Material for the task:

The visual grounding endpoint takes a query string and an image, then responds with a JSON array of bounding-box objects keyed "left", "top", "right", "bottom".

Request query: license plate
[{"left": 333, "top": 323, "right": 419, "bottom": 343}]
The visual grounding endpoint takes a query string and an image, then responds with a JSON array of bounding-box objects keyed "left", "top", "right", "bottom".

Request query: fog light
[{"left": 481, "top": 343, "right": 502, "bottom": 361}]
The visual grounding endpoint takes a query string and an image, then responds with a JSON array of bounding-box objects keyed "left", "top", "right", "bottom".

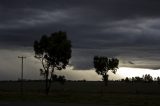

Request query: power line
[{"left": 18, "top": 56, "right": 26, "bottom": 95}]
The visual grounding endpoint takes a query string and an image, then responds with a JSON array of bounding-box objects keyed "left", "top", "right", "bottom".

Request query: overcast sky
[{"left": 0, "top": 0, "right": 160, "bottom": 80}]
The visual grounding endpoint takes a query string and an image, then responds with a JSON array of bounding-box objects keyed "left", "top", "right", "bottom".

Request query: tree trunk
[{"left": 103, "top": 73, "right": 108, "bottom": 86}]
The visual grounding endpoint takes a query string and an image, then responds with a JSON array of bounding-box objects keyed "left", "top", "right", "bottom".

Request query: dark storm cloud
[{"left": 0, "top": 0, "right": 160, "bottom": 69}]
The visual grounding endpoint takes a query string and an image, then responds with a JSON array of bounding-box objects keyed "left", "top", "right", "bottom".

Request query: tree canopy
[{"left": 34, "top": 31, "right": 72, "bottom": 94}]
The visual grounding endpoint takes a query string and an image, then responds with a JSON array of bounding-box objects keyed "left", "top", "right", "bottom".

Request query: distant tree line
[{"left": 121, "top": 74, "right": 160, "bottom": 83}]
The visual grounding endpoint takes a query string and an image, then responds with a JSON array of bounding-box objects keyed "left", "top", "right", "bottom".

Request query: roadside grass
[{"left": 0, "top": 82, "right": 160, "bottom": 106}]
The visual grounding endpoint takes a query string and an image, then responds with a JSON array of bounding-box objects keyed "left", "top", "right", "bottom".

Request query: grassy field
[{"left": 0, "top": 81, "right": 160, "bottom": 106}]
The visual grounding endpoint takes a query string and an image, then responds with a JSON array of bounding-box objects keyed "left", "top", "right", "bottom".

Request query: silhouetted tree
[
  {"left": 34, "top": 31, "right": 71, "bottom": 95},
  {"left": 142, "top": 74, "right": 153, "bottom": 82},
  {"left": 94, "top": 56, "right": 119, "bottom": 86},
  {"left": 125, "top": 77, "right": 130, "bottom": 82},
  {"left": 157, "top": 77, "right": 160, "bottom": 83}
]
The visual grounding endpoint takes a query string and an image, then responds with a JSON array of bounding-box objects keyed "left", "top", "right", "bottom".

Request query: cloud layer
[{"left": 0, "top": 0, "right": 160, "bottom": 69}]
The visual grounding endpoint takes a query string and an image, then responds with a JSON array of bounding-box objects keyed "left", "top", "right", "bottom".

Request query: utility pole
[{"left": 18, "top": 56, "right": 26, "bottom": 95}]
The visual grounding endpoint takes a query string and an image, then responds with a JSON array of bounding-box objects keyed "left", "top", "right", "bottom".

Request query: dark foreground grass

...

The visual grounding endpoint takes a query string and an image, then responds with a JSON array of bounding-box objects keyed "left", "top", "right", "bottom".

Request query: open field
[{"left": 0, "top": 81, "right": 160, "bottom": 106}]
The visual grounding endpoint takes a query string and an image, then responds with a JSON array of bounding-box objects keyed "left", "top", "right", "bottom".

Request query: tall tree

Job: How many lines in the rows above contain the string "dark"? Case counts. Reply with the number alone.

The completed task: 2